(Bounding-box records)
----------------------------------------

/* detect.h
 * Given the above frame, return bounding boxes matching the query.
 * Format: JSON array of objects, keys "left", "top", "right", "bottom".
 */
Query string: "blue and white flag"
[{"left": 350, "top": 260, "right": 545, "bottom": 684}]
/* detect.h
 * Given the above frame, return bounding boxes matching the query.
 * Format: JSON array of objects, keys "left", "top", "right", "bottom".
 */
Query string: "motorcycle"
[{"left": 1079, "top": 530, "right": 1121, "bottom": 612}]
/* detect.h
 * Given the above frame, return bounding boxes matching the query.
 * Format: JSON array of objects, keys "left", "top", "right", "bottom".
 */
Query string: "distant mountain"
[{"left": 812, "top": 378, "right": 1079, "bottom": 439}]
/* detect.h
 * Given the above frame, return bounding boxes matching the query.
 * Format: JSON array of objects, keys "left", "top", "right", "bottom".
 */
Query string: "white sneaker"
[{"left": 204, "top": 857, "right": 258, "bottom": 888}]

----------------------------------------

Task directions: Print the entire listing above once more, line for line, changing nothing.

Finished exercise:
/* detect.h
 * Given the above frame, return bounding boxes matching the query.
 * Format: JSON array of objects, keys "left", "top", "right", "bottom".
 */
Query string: "blue and white flag"
[{"left": 350, "top": 260, "right": 545, "bottom": 684}]
/* detect.h
 * Given the above frame, return bounding boxes matching the query.
 * Format: JSON array of objects, keys "left", "top", "right", "bottom".
 */
Query string: "motorcycle"
[{"left": 1079, "top": 530, "right": 1121, "bottom": 612}]
/* detect.h
 * Given the above frame, return bounding boxes matching the query.
 * Format: JSON array of objects, keys "left", "top", "right", "bottom".
 */
Query string: "distant mountain"
[{"left": 812, "top": 378, "right": 1079, "bottom": 439}]
/* detect.h
 * Given the above frame, return bounding boxes matching the query.
 * Format: JSON array of objects, keys "left", "top", "right", "bottom".
 */
Query string: "white sneaker"
[{"left": 204, "top": 857, "right": 258, "bottom": 888}]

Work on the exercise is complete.